Coordinate labeling data:
· · ·
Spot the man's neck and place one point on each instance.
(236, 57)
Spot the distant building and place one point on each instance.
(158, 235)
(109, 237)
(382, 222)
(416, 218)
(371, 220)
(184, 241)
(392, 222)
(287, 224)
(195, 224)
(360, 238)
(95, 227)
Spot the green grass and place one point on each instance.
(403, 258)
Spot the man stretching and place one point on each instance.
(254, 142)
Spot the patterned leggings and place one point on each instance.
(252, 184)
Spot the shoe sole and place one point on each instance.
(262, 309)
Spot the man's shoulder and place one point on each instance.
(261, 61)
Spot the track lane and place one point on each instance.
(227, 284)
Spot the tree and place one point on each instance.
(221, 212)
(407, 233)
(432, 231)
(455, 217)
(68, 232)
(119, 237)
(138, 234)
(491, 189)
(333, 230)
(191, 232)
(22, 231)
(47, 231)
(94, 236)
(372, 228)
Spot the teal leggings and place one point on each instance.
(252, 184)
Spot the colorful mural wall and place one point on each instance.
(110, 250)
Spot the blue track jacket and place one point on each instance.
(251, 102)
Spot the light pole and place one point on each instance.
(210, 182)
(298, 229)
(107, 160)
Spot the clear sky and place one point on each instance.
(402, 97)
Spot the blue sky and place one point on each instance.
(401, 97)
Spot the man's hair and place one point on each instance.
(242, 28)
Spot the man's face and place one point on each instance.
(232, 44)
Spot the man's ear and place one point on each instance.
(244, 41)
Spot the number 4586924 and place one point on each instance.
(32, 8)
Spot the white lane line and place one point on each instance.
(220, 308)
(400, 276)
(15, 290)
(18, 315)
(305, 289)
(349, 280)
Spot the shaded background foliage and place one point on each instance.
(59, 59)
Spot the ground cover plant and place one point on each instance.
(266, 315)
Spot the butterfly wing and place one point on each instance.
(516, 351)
· · ·
YOUR GOAL: Convert the data, starting at the line containing "Spot the shaded" and ending at the end of the data, into a two-column CSV with the header label_text,coordinates. Give one row for each line beginning with "Spot" along with the coordinates listed under it, with each field in double quotes and any line breaks replaced by spaces.

ANSWER TO THIS PROBLEM:
label_text,coordinates
"Spot the shaded background foliage and place one point on each instance.","(59, 59)"
"Spot the ground cover plant and place one point on each instance.","(266, 315)"
"Spot the butterfly wing and place one point on each instance.","(516, 351)"